§ Check your understanding
• 1. Sum up the text about the FTC pet medications workshop in two sentences.
• 2. From the text about the FTC pet medications workshop, pull out the part that begins at the words "The Federal Trade" and stops after "Information Network (VIN).".
• 3. Extend the text about the FTC pet medications workshop, picking up after its final sentence.

§ Extracted text
/---
The Federal Trade Commission (FTC) announced the agenda for the Pet Meds Workshop Oct. 2 at the FTC Conference Center in Washington D.C. The workshop will examine the distribution of pet medications and how business practices affect consumer choice and competition through a series of participant-hosted panels.
The workshop will open with remarks from FTC Chairman Jon Leibowitz and workshop framing remarks by Stephanie Wilkinson, FTC Attorney Advisor, Office of Policy Planning. An overview of the veterinary profession will be given by companion animal practitioner and American Veterinary Medical Association (AVMA) President Douglas Aspros, DVM, followed by an overview of the pet medications industry given by Paul D. Pion, DVM, president and co-founder for the Veterinary Information Network (VIN).
Ashley Morgan, DVM, assistant director of the AVMA’s Government Relations Division, says the association is eager to participate to provide as much accurate information about veterinary prescription writing as it can. In response to the pending Fairness to Pet Owners Act, H.R. 1406, that would require veterinarians to always provide a written prescription to clients, she hopes the AVMA can promote the understanding that there are “more things that go into it than just jotting it down on a piece of paper and sending clients of their way.” The workshop will address H.R. 1406 and whether it is necessary for a competitive marketplace during a panel discussion on the distribution of pet medications and the portability of prescription pet medications.
\---
§ Listed records
/---
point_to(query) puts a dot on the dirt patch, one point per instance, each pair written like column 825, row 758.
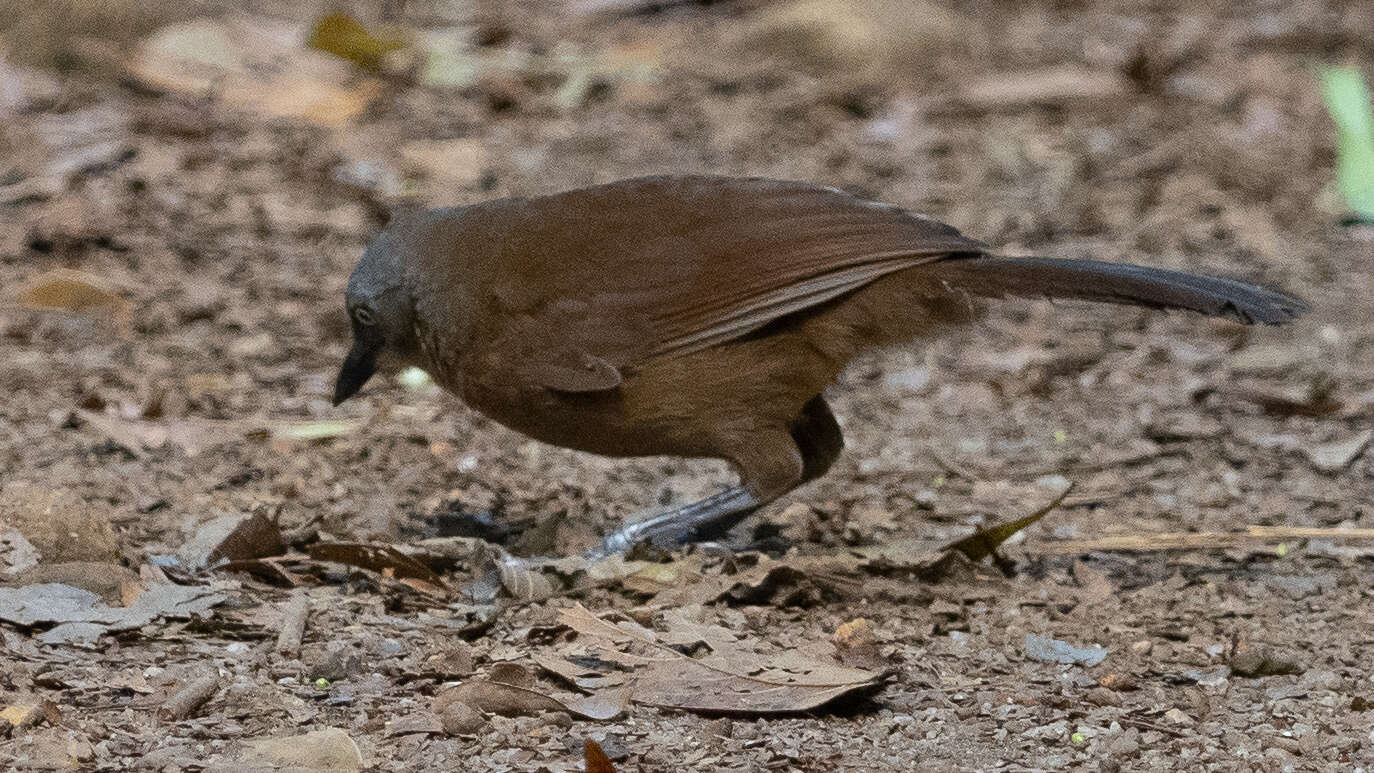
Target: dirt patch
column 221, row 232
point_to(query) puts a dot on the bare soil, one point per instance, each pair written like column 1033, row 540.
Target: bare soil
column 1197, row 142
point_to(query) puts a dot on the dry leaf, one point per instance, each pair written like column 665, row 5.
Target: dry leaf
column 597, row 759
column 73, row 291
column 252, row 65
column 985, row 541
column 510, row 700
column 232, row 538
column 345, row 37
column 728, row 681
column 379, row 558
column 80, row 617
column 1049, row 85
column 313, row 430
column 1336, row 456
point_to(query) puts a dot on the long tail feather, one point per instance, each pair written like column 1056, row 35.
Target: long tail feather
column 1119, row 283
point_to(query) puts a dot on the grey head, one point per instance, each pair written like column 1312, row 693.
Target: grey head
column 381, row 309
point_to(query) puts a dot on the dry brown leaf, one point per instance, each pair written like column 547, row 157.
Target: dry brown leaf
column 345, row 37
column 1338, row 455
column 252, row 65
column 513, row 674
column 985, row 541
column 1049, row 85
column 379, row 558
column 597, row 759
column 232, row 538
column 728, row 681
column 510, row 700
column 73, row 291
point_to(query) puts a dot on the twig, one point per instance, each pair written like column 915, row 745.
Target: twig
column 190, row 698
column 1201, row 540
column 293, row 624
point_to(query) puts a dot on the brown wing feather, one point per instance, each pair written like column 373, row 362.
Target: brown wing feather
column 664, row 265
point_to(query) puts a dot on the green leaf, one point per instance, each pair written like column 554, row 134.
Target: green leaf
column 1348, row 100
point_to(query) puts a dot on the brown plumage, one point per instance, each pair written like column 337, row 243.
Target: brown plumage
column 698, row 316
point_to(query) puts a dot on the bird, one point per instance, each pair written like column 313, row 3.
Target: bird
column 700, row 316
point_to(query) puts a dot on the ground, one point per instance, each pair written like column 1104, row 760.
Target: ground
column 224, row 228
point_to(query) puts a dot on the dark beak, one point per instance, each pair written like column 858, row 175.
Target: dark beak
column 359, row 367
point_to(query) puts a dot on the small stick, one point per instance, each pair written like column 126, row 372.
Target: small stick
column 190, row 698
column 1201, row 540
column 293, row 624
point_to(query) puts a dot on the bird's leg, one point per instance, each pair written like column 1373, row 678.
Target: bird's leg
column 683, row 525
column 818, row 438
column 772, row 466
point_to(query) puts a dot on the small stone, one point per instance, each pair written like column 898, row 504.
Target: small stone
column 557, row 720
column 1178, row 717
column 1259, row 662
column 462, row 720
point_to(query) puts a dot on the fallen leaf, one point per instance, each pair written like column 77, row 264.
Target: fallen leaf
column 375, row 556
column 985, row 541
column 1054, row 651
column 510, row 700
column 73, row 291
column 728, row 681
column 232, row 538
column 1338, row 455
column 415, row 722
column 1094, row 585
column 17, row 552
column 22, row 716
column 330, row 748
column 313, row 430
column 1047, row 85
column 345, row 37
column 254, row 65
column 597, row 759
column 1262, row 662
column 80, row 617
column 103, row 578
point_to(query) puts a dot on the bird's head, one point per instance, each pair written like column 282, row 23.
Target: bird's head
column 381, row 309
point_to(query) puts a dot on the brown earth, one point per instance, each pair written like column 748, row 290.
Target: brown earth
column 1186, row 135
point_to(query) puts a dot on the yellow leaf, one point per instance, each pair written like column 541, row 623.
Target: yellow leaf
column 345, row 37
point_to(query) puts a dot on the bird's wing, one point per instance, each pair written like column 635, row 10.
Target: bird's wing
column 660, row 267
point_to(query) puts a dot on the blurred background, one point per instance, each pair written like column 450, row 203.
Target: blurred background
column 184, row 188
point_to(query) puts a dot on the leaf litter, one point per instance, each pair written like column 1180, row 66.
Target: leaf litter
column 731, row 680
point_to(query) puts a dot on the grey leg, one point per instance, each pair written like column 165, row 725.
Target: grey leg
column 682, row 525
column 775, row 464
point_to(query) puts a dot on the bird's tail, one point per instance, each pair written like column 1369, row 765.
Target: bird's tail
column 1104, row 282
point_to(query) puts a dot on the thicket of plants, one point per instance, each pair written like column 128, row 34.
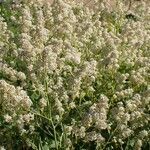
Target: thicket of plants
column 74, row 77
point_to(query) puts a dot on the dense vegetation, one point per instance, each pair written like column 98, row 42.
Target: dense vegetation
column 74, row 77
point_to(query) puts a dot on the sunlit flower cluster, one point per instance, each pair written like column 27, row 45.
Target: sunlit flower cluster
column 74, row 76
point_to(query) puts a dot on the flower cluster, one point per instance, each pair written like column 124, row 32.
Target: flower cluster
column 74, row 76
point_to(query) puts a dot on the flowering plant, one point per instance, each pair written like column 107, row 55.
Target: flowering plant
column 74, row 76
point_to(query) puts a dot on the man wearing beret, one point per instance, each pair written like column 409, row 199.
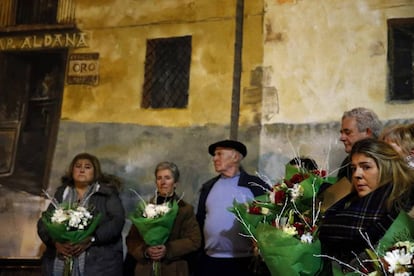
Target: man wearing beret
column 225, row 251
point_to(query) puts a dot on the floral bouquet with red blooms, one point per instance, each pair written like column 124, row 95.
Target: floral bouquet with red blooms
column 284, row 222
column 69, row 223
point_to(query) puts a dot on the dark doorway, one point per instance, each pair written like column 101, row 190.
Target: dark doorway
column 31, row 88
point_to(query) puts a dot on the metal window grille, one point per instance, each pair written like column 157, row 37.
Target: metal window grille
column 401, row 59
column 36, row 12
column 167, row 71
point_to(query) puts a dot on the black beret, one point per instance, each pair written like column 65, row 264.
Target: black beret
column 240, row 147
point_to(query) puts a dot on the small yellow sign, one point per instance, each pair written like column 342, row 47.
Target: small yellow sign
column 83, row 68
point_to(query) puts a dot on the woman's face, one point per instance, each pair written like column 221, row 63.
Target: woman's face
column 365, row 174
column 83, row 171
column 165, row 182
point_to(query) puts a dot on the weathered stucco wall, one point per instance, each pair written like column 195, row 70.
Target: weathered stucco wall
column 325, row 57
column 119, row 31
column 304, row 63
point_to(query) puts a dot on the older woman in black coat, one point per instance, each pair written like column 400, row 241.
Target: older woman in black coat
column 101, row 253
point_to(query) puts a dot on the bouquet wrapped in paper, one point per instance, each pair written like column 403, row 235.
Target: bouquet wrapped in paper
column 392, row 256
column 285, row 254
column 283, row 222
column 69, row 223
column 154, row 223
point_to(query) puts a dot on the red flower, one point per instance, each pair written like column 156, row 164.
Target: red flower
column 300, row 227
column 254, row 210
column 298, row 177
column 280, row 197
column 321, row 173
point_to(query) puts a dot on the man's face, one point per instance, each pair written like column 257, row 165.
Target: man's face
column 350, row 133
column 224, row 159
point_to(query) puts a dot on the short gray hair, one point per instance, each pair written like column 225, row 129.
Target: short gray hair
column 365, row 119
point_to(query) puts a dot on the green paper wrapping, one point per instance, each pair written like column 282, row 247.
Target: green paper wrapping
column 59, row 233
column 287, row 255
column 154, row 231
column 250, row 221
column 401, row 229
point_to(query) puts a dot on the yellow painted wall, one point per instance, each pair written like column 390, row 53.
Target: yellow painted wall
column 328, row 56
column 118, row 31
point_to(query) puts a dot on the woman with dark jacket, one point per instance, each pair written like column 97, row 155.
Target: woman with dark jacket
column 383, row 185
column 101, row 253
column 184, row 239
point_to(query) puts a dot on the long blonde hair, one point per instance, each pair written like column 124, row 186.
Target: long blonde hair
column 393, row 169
\---
§ Results for each task
• 1. The FTC announced the agenda for its Pet Meds Workshop, set for Oct. 2 at the FTC Conference Center in Washington D.C., which will look at how pet medications are distributed and how business practices affect consumer choice and competition. The day opens with remarks from FTC officials and overviews of the veterinary profession and the pet medications industry, and a panel will discuss H.R. 1406, a pending bill that would require veterinarians to always give clients a written prescription.

• 2.
The Federal Trade Commission (FTC) announced the agenda for the Pet Meds Workshop Oct. 2 at the FTC Conference Center in Washington D.C. The workshop will examine the distribution of pet medications and how business practices affect consumer choice and competition through a series of participant-hosted panels.
The workshop will open with remarks from FTC Chairman Jon Leibowitz and workshop framing remarks by Stephanie Wilkinson, FTC Attorney Advisor, Office of Policy Planning. An overview of the veterinary profession will be given by companion animal practitioner and American Veterinary Medical Association (AVMA) President Douglas Aspros, DVM, followed by an overview of the pet medications industry given by Paul D. Pion, DVM, president and co-founder for the Veterinary Information Network (VIN).

• 3.
Adrian Hochstadt, assistant director of the AVMA’s State Legislative and Regulatory Affairs Division will give the introductory presentation. The Federal Trade Commission’s Sydney Knight, attorney, Division of Advertising Practices, Bureau of Consumer Protection, will present the panel to discuss “Lessons Learned from the Contact Lens Industry.” It will discuss the Fairness to Contact lens Consumers Act and the elimination of restricted distribution practices for contact lenses. The panel will use the contact lens industry as a comparable model to the pet medication industry to predict potential consumer cost savings and non-price benefits that might result from the expansion of pet medication distribution and prescription portability.
The workshop will conclude with closing remarks from the FTC’s Andrew I. Gavil, director, Office of Policy Planning.
Morgan encourages veterinarians to communicate to the FTC through the federal register at https://ftcpublic.commentworks.com/ftc/petmedsworkshop/ and answer any of the questions presented for the workshop and share concerns. The register creates questions for the workshop through the comments. “We’ve been hearing a lot from our members on this,” Morgan says about the current issues surrounding pet medications. “Their concerns are being heard.”
She says there will not be opportunity for public comments or questions at the workshop. The deadline to submit comments closes Sept. 14. “The time to weigh in is now,” Morgan says.
To see the full workshop agenda and biographical information for each presenter and panel participant prior to the workshop, go to the workshop webpage at http://www.ftc.gov/opp/workshops/petmeds/index.shtml.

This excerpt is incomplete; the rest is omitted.